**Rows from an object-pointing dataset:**

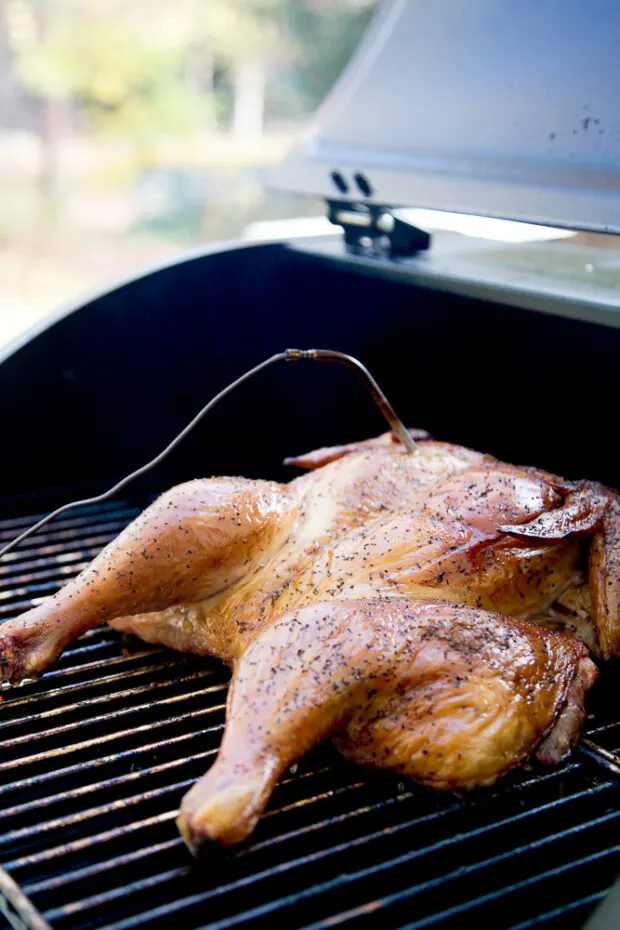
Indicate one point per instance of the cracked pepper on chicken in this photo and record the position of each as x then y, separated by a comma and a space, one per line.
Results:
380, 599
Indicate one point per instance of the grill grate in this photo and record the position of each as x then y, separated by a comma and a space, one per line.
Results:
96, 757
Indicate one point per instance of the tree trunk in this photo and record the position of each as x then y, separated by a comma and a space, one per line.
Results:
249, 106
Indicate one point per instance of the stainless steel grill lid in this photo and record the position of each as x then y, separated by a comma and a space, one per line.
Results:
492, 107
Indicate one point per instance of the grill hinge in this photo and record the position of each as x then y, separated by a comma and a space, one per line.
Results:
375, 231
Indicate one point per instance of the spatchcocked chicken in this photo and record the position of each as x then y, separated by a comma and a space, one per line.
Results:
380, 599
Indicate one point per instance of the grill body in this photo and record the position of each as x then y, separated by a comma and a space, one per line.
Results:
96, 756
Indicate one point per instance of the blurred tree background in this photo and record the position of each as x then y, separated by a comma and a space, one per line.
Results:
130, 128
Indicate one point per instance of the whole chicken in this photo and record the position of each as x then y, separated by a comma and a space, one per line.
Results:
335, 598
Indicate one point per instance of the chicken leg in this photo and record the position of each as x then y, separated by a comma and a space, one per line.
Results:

**Directions:** Reproduce every one of the lines above verbatim, leaving out the pictures.

**Solved exercise:**
Indicate one point per instance of the cracked pepper on chicken in this photo and record the position of each as x then y, separated by a comma and a space, one per line.
Results:
380, 599
Indicate one point per instance of the grill grate in this photo and record the position of each as x then y, separated by a comma and a space, one per line.
Results:
96, 757
Indicate one point per instance of the tree trunk in this photo and record the position of each as x then y, separated by a comma and a space, one per line.
Results:
249, 106
Indicate one point per instance of the stainless steel grill lid in this photo and record the position of each as x then y, separated by a comma and a space, one per line.
Results:
492, 107
Indicate one point per instance of the grill hinge in this photo and record the position of each as x then y, separated by a comma and a space, one per line.
Results:
375, 231
Indicate one point per instance of the spatchcocked chicken in this photo and record the position of each as x then y, separated by a comma and a space, one per line.
Results:
380, 599
Indicate one point per instance of the grill body in this photo and record the position of each as x then y, separated by a comma and a space, one per line.
Results:
96, 756
Indicate one point per instance of the blurred tree background in this photo and record the position of each as x then y, separated by a comma and a space, one per line.
Results:
130, 128
Indicate one point per instance of the whole chicken in this photo and record the position of each as x then y, separated by a comma and a space, one per line.
Results:
335, 598
Indicate one point per instance of the chicken leg in this photo and record the position of each as x then y, separated by a comma and a space, one per line.
Results:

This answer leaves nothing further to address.